'''

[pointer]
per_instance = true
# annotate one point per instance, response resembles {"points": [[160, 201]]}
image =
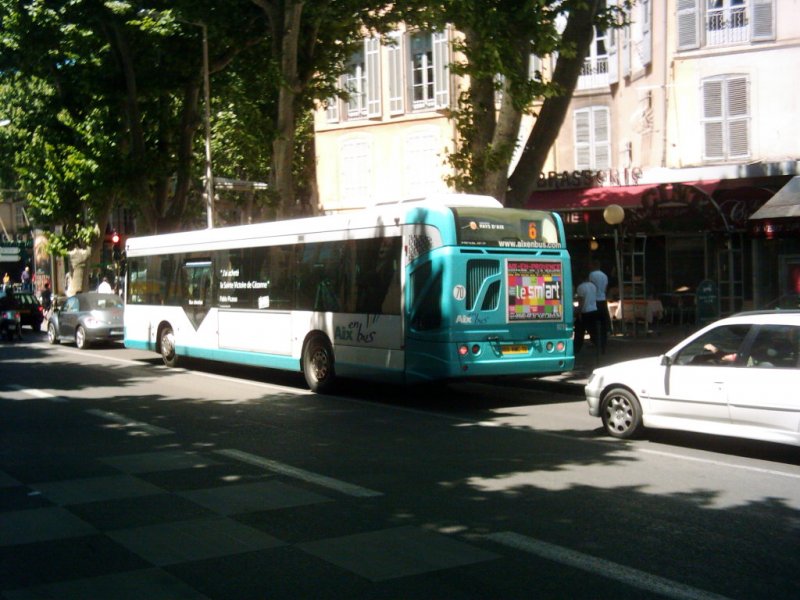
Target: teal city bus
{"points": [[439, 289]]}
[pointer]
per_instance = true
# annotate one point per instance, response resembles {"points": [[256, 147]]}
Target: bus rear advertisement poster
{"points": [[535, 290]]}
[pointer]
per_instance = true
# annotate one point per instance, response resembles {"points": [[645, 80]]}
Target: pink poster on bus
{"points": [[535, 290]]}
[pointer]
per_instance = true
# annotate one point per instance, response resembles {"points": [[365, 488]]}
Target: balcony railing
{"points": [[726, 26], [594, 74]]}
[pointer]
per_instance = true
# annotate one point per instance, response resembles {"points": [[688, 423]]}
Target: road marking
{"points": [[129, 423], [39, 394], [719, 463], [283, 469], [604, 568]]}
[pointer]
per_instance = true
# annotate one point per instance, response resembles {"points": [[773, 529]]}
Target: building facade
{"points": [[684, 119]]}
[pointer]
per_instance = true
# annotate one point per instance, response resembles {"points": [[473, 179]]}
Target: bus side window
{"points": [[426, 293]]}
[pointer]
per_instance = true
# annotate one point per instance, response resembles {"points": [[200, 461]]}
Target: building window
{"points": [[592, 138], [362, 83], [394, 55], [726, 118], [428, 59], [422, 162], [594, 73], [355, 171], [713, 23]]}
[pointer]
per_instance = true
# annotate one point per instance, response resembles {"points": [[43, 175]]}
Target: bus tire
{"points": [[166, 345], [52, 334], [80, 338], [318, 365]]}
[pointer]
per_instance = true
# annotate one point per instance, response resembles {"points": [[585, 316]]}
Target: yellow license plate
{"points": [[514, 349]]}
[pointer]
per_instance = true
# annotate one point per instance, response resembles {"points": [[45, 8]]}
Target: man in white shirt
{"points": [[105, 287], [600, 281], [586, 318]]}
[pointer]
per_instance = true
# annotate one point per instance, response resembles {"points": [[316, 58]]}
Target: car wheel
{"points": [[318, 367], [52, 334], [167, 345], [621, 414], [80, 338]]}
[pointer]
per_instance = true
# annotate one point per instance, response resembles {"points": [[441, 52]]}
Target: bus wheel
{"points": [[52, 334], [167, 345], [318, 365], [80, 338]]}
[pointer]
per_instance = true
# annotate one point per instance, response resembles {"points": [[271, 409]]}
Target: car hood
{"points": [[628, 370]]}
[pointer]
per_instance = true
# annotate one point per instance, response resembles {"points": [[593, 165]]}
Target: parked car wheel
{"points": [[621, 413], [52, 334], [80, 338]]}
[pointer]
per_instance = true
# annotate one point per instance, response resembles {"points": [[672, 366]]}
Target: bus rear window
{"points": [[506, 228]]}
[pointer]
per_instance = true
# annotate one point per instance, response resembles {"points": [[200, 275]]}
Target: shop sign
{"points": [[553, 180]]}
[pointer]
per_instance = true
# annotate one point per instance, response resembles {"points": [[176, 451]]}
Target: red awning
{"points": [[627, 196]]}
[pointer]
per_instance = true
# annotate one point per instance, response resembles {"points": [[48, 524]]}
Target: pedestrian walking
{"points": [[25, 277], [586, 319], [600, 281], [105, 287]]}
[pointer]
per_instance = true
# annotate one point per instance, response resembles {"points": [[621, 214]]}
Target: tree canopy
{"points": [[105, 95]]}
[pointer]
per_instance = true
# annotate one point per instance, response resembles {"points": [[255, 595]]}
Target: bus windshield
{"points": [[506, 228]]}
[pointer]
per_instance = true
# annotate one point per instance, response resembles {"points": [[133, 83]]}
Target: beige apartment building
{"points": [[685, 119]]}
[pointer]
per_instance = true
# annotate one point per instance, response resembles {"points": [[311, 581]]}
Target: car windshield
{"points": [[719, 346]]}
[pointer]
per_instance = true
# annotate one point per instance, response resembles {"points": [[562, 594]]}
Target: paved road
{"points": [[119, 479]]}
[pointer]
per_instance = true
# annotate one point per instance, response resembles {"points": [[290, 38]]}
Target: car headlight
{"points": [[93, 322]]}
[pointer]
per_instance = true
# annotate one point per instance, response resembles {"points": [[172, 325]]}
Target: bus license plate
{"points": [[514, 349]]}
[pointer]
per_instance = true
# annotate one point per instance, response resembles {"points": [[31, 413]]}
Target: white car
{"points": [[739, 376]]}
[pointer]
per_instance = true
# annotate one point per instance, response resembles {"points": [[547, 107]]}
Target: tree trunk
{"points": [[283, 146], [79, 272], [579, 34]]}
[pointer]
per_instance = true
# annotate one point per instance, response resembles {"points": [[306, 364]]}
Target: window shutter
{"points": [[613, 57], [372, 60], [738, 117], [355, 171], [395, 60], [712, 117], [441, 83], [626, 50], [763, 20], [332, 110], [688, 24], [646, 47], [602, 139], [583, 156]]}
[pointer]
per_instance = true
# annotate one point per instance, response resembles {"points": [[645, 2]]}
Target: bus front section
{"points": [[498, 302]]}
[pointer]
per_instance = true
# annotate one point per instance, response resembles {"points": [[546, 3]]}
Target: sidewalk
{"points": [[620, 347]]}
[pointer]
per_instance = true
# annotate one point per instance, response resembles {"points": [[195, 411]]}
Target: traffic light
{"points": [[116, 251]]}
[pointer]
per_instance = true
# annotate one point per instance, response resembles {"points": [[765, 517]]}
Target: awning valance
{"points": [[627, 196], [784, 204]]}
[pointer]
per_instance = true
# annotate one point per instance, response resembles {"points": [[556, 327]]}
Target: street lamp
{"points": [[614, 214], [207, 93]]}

'''

Exercise prompt -
Images do not belong in the copy; reproduce all other parts of the records above verbatim.

The output -
[pointer]
per_instance = true
# annotate one point per instance, response resembles {"points": [[160, 201]]}
image =
Target: teal city bus
{"points": [[439, 289]]}
[pointer]
per_instance = true
# annotate one point per instance, response resembles {"points": [[256, 147]]}
Target: bus rear advertisement poster
{"points": [[535, 290]]}
[pointer]
per_instance = true
# annotate one point per instance, response resembles {"points": [[645, 80]]}
Target: pink poster on bus
{"points": [[535, 290]]}
[pointer]
per_instance = true
# annotate one point per instance, response resembles {"points": [[365, 488]]}
Target: balcony railing
{"points": [[726, 26], [594, 74]]}
[pointer]
per_instance = true
# annotate one point per instance, response resembles {"points": [[688, 423]]}
Target: road marking
{"points": [[129, 423], [39, 394], [719, 463], [283, 469], [604, 568]]}
[pointer]
per_instance = true
# annotate one point per instance, response resembles {"points": [[773, 529]]}
Target: building facade
{"points": [[684, 119]]}
[pointer]
per_instance = true
# annotate one point per instance, response resembles {"points": [[473, 179]]}
Target: bus side window
{"points": [[426, 293]]}
[pointer]
per_instance = true
# annotate one point per instance, response resembles {"points": [[200, 461]]}
Target: building window
{"points": [[592, 138], [362, 83], [394, 55], [726, 118], [428, 59], [422, 162], [594, 73], [355, 171], [713, 23]]}
[pointer]
per_instance = true
# annotate one point per instance, response resembles {"points": [[43, 175]]}
Target: bus tire
{"points": [[166, 345], [52, 334], [80, 338], [318, 365]]}
[pointer]
per_instance = true
# annotate one point per instance, response resembles {"points": [[585, 316]]}
Target: yellow license plate
{"points": [[514, 349]]}
[pointer]
per_instance = true
# annotate one point per instance, response resembles {"points": [[45, 8]]}
Target: man in white shirt
{"points": [[105, 287], [600, 281], [586, 318]]}
[pointer]
per_instance = true
# annotate one point per instance, response resembles {"points": [[316, 58]]}
Target: car wheel
{"points": [[318, 367], [52, 334], [167, 345], [621, 414], [80, 338]]}
[pointer]
per_instance = true
# annotate one point per instance, response resembles {"points": [[441, 52]]}
Target: bus wheel
{"points": [[52, 334], [167, 345], [318, 365], [80, 338]]}
[pointer]
per_instance = true
# annotate one point per instance, response resembles {"points": [[271, 409]]}
Target: car hood
{"points": [[628, 370]]}
[pointer]
per_instance = true
# annotate one point per instance, response resembles {"points": [[593, 165]]}
Target: parked car wheel
{"points": [[621, 413], [52, 334], [80, 338]]}
[pointer]
per_instance = true
# annotate one point per instance, response resembles {"points": [[672, 366]]}
Target: bus rear window
{"points": [[506, 228]]}
[pointer]
per_instance = true
# annotate one point per instance, response resembles {"points": [[200, 275]]}
Target: shop sign
{"points": [[553, 180]]}
[pointer]
per_instance = true
# annotate one point per instance, response resembles {"points": [[176, 451]]}
Target: red awning
{"points": [[627, 196]]}
[pointer]
per_instance = true
# annotate one point per instance, response resembles {"points": [[48, 524]]}
Target: pedestrian walking
{"points": [[25, 277], [586, 319], [600, 281], [105, 287]]}
[pointer]
per_instance = true
# annotate one point per instance, response resembles {"points": [[621, 214]]}
Target: tree canopy
{"points": [[105, 95]]}
[pointer]
per_instance = true
# annotate one point per instance, response resembles {"points": [[255, 595]]}
Target: bus windshield
{"points": [[506, 228]]}
[pointer]
per_instance = true
# annotate one point per instance, response resembles {"points": [[133, 83]]}
Target: beige apartment building
{"points": [[685, 119]]}
[pointer]
per_instance = true
# annotate one point per instance, response resembles {"points": [[311, 581]]}
Target: car windshield
{"points": [[719, 346]]}
[pointer]
per_instance = true
# annotate one point per instance, response resembles {"points": [[562, 594]]}
Target: paved road
{"points": [[119, 479]]}
[pointer]
per_instance = true
# annotate one point per instance, response resembles {"points": [[290, 38]]}
Target: car headlight
{"points": [[93, 322]]}
[pointer]
per_instance = true
# annotate one point per instance, response resembles {"points": [[172, 325]]}
Target: bus license plate
{"points": [[514, 349]]}
[pointer]
per_instance = true
# annotate one point per instance, response resembles {"points": [[31, 413]]}
Target: white car
{"points": [[739, 376]]}
[pointer]
per_instance = true
# annotate one point per instance, response resembles {"points": [[547, 107]]}
Target: tree trunk
{"points": [[283, 146], [79, 272], [579, 34]]}
[pointer]
per_instance = true
# annotate one point per instance, response resembles {"points": [[306, 364]]}
Target: window shutter
{"points": [[613, 57], [372, 60], [738, 117], [355, 171], [395, 60], [712, 117], [441, 83], [626, 50], [763, 20], [332, 110], [688, 24], [646, 47], [602, 139], [583, 156]]}
[pointer]
per_instance = true
# annotate one point per instance, response resembles {"points": [[645, 2]]}
Target: bus front section
{"points": [[498, 302]]}
[pointer]
per_instance = true
# annotate one point per instance, response resembles {"points": [[546, 3]]}
Target: sidewalk
{"points": [[620, 347]]}
[pointer]
per_instance = true
# annotate one point per instance, response resembles {"points": [[195, 411]]}
Target: traffic light
{"points": [[116, 251]]}
[pointer]
per_instance = true
# annotate one point per instance, response resembles {"points": [[765, 517]]}
Target: awning valance
{"points": [[627, 196], [784, 204]]}
[pointer]
per_instance = true
# annotate one point per instance, response resembles {"points": [[556, 327]]}
Target: street lamp
{"points": [[614, 214], [207, 93]]}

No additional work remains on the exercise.